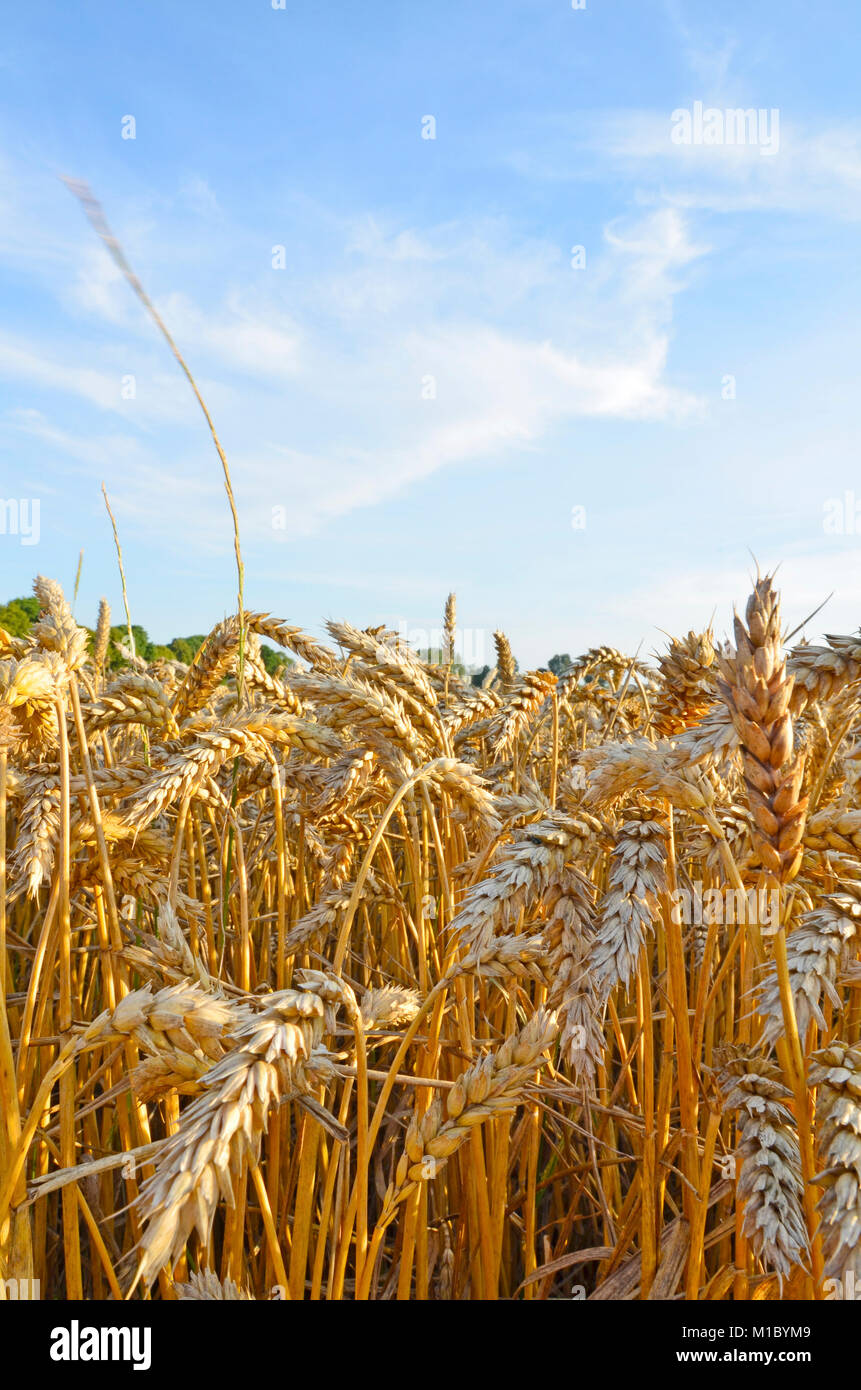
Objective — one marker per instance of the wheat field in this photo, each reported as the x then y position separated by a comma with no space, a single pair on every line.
358,982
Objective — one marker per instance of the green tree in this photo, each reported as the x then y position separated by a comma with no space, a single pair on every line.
559,665
18,616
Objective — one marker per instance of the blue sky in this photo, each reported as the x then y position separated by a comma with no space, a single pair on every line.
429,387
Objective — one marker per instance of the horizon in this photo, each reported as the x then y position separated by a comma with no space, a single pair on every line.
417,267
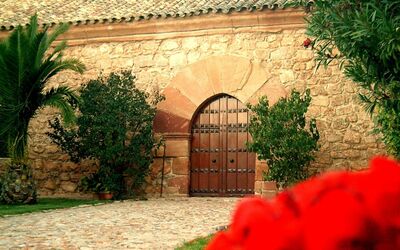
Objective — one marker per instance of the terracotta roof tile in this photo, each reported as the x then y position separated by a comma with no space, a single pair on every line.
14,12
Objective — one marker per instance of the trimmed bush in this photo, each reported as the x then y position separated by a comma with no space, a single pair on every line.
280,137
115,127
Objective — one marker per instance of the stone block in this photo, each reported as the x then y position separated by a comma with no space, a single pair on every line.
286,75
50,184
68,186
190,43
157,166
165,122
177,148
177,60
169,45
320,101
65,176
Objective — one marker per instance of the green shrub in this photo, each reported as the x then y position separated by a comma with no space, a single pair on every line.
280,137
114,127
363,36
3,148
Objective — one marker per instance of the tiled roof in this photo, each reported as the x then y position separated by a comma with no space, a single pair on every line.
14,12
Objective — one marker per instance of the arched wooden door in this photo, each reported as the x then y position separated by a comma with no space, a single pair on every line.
220,162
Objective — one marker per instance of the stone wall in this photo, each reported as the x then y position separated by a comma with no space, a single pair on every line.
346,142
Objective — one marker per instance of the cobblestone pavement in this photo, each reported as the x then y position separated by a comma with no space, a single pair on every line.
152,224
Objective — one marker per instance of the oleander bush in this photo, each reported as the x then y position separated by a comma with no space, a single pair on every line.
363,36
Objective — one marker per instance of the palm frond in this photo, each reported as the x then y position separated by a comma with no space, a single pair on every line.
26,65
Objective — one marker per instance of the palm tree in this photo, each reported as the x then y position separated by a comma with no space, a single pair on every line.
26,65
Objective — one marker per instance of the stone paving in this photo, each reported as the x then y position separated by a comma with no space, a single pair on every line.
152,224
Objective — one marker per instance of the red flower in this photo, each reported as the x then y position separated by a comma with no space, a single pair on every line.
307,43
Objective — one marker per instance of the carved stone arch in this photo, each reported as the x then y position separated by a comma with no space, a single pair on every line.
233,75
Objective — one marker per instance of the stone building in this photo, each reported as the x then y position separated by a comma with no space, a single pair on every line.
209,58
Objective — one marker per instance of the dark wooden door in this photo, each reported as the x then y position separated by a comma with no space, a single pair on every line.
220,162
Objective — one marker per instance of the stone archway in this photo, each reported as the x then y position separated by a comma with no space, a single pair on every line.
236,76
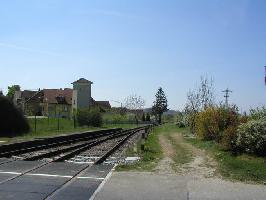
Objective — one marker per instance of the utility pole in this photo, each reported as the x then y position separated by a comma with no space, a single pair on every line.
227,91
265,75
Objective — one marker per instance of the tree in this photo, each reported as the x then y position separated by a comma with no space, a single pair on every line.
160,104
148,117
199,100
13,122
134,102
143,117
11,91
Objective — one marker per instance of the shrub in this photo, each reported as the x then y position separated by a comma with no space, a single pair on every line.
148,117
13,122
251,137
207,125
218,123
228,139
143,117
89,117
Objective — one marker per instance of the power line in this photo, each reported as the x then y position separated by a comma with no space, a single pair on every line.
227,91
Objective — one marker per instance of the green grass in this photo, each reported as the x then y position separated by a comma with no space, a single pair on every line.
182,153
244,167
153,151
150,157
49,127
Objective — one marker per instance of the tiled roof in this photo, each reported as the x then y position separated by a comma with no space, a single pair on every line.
82,80
50,95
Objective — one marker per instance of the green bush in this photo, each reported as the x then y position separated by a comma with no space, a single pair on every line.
89,117
219,124
207,124
13,123
251,137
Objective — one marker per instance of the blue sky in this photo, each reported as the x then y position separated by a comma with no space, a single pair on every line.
128,47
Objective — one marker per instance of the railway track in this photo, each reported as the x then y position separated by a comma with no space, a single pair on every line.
103,144
52,161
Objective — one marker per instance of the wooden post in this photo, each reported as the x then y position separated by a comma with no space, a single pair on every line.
35,123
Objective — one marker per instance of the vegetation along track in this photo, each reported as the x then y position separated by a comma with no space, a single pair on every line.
108,143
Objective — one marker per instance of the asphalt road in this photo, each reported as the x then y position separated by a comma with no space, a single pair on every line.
148,186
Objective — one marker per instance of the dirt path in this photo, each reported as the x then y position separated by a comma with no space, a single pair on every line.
201,164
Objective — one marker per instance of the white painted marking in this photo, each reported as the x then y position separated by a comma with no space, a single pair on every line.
95,178
15,173
103,183
50,175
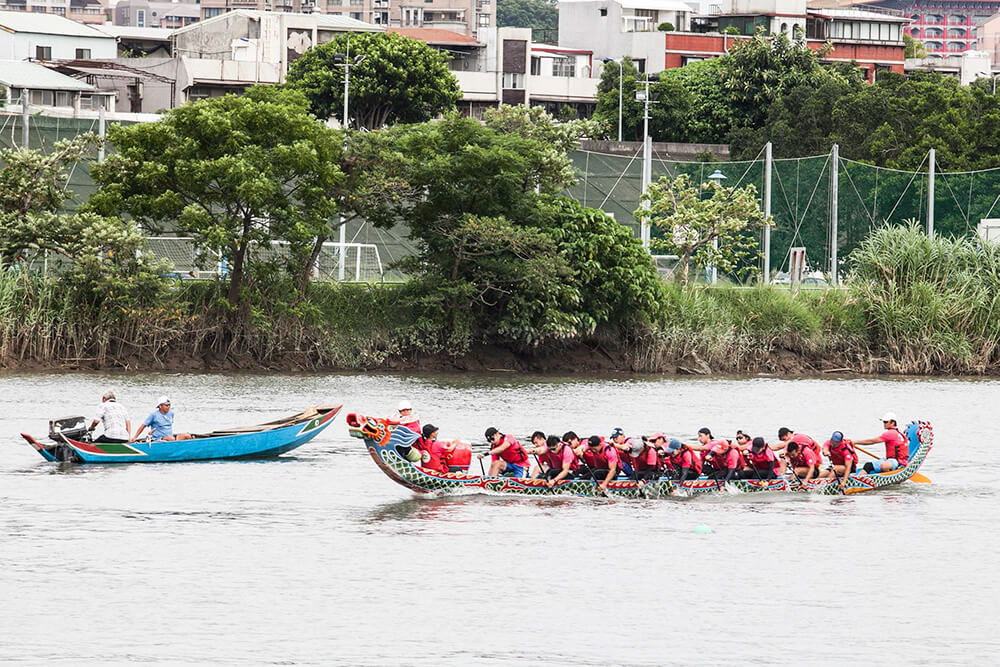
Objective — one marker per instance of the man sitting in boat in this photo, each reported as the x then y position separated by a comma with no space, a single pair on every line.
560,461
645,459
161,423
842,455
602,462
117,425
682,462
897,451
507,453
725,461
406,417
762,462
803,460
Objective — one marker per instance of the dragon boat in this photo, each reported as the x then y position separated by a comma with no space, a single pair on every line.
389,445
70,441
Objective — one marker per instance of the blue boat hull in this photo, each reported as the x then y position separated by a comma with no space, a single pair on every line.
264,441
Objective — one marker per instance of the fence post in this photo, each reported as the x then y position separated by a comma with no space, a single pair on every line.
25,136
768,163
930,192
834,206
100,133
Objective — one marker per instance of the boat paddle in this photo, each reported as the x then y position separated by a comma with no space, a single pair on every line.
915,477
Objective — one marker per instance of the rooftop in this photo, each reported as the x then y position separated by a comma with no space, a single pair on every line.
24,74
46,24
436,36
291,19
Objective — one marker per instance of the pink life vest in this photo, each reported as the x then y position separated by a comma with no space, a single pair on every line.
514,453
896,446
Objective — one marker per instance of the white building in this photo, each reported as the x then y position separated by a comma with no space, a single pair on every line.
617,28
36,36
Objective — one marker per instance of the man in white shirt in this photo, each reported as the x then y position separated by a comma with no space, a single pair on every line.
117,425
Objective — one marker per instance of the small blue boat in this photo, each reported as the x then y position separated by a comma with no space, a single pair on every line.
260,441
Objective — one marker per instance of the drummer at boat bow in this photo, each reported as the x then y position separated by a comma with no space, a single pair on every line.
113,416
897,452
161,423
507,453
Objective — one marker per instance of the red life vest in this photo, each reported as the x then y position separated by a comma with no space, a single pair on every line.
514,453
685,456
899,450
597,460
839,451
554,460
804,440
764,459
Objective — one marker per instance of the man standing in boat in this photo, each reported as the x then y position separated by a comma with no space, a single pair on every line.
161,423
117,425
507,453
897,451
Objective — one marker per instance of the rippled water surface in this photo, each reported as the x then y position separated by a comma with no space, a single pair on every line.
318,558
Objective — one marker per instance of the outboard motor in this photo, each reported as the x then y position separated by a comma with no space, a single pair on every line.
74,428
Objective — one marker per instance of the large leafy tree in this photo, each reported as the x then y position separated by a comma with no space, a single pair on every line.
398,80
539,15
235,173
104,254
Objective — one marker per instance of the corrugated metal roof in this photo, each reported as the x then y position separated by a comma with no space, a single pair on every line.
46,24
23,74
292,20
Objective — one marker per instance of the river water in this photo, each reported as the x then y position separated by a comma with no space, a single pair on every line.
318,558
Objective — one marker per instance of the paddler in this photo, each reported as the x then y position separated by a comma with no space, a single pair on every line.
682,461
602,460
762,461
507,453
803,460
560,459
897,451
842,455
645,459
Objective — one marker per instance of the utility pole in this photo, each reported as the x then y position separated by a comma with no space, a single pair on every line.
930,193
766,278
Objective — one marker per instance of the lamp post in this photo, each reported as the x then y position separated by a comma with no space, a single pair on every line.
716,177
346,62
620,75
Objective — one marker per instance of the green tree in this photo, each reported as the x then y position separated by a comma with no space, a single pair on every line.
398,80
539,15
235,173
104,254
686,222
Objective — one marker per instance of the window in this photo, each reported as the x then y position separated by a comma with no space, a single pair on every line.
564,67
43,97
513,80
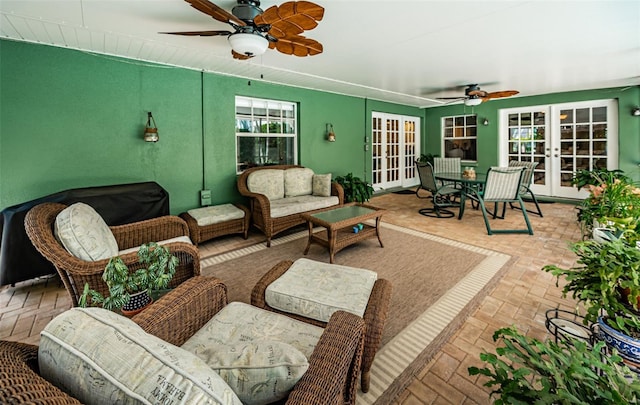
____
REQUIREMENT: From the records above, extract every line that includes the string "building".

ANSWER TO THIS PROBLEM:
Objective — one marker per instance of the stone building in this photo, each reported as the x then y position separated by a comma with no space, a single pair on every line.
Objective — one marker per instance of the white building in this photo, each reported as the x then y position separated by a comma with no space, a single pair on every line.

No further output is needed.